GIVEN PROBLEM: State how many lines in the rows below contain the word "wooden". Reply with the number alone.

Entries taken from a collection:
┄┄┄┄┄┄┄┄┄┄

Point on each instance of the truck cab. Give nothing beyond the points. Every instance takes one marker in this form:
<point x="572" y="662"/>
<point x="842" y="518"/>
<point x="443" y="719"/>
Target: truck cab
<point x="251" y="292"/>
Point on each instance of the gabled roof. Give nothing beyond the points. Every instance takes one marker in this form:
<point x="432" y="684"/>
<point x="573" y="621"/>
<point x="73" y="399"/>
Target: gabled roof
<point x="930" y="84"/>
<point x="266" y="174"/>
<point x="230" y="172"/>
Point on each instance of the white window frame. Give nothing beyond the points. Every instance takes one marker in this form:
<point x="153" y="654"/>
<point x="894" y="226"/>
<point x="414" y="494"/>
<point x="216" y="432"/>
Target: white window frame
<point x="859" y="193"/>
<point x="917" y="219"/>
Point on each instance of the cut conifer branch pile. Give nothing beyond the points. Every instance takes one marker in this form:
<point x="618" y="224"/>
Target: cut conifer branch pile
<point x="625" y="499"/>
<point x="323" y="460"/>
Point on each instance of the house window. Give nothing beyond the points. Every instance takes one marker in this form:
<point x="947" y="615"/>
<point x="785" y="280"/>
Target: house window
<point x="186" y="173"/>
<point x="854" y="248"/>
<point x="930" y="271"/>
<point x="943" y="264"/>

┄┄┄┄┄┄┄┄┄┄

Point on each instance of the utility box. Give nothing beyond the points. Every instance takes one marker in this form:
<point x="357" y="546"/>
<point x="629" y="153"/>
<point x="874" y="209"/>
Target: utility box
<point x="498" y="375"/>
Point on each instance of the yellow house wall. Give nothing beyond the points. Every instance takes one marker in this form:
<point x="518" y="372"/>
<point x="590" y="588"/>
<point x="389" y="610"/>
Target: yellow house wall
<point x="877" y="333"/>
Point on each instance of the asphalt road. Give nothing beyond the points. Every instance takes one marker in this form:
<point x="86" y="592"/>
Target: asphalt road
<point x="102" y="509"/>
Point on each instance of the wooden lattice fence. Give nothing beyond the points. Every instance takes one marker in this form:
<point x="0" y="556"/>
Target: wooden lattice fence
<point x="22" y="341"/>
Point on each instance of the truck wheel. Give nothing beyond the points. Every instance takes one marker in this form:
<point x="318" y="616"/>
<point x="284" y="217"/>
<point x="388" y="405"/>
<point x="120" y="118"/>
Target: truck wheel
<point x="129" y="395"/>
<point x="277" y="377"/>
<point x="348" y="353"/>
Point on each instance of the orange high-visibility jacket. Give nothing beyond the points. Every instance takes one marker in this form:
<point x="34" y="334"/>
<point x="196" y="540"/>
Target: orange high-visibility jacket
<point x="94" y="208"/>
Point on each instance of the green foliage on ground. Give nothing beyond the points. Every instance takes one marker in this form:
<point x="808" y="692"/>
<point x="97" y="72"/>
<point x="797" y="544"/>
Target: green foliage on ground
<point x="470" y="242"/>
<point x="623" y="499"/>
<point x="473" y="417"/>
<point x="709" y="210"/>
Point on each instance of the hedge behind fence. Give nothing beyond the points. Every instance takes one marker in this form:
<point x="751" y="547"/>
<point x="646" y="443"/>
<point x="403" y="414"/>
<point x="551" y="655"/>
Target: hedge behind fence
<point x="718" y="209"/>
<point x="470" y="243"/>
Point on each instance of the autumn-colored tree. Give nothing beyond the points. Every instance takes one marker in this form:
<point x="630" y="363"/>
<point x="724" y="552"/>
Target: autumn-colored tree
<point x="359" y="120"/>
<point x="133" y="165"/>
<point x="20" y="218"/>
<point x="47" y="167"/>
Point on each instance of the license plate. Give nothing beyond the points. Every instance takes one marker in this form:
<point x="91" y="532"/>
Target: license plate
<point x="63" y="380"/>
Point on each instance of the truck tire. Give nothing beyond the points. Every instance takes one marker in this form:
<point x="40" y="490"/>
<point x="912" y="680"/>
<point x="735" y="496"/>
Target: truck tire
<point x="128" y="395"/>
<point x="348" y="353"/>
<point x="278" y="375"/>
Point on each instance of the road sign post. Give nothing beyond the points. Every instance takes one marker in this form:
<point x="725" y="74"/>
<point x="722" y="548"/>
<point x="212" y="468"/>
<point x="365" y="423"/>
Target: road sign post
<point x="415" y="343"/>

┄┄┄┄┄┄┄┄┄┄

THE RESULT: 2